--- EXERCISE REQUIREMENTS ---
Copy out the lines of the data below without any change, from the line containing "Locate the utility" through the line containing "column 557, row 397", inclusive.

⟨

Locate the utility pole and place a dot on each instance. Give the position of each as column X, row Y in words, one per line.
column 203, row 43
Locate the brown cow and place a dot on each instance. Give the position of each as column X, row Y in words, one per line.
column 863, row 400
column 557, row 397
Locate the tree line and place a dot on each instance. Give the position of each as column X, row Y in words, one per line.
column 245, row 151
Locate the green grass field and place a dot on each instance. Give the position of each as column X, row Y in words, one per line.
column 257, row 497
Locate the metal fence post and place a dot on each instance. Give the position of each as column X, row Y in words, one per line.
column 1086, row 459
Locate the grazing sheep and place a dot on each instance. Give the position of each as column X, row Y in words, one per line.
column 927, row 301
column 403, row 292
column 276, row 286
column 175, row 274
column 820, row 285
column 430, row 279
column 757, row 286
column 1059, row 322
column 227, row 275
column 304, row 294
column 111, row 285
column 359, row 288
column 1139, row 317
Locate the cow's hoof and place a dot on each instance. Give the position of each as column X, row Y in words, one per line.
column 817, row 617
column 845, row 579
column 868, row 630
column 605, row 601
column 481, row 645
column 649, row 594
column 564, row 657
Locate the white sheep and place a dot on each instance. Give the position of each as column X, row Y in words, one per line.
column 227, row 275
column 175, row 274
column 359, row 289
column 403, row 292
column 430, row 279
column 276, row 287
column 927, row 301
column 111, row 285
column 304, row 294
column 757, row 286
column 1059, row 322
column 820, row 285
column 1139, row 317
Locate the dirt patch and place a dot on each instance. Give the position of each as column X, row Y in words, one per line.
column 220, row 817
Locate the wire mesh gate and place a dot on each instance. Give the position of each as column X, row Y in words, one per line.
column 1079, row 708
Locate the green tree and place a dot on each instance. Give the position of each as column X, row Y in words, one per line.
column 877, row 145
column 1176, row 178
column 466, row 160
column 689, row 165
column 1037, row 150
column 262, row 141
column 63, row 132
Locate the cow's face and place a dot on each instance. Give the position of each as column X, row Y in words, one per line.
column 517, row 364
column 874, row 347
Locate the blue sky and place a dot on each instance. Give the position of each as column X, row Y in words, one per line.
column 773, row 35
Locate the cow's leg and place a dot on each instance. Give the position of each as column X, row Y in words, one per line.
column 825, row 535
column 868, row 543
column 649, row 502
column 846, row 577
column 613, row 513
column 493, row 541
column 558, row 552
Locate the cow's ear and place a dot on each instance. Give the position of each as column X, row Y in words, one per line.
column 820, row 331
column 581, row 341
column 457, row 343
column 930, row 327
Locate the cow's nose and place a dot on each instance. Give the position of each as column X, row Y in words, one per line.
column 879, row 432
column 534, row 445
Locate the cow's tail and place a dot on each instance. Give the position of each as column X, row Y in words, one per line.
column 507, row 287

⟩
⟨

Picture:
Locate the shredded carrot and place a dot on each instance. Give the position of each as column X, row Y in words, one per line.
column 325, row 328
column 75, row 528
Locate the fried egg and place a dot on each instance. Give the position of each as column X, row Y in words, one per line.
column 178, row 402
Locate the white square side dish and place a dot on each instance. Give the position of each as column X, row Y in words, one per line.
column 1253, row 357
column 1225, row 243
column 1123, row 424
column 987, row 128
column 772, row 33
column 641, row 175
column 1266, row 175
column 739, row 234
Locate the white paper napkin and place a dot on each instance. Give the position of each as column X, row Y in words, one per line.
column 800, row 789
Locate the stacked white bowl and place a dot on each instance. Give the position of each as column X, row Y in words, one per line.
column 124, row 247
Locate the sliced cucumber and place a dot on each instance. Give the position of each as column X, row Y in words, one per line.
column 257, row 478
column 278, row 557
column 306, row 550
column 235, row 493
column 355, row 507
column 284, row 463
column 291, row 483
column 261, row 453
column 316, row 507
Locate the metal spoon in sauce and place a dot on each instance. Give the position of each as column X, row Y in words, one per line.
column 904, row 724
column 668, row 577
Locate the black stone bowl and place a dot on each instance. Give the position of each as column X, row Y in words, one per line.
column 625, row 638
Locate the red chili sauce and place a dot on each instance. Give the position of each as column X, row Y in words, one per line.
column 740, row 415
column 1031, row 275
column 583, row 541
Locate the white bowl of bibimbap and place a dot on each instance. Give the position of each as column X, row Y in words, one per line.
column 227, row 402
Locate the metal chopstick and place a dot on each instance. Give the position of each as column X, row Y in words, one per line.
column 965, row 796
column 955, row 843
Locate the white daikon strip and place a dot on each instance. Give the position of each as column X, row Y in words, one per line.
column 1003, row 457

⟩

--- COMPLETE ANSWER ---
Locate the utility pole and place a dot on each instance. Give the position of each as column X, row Y in words, one per line.
column 203, row 43
Locate the brown cow and place a dot on each instance. Give the position of each as column X, row Y in words, one per line.
column 863, row 400
column 557, row 397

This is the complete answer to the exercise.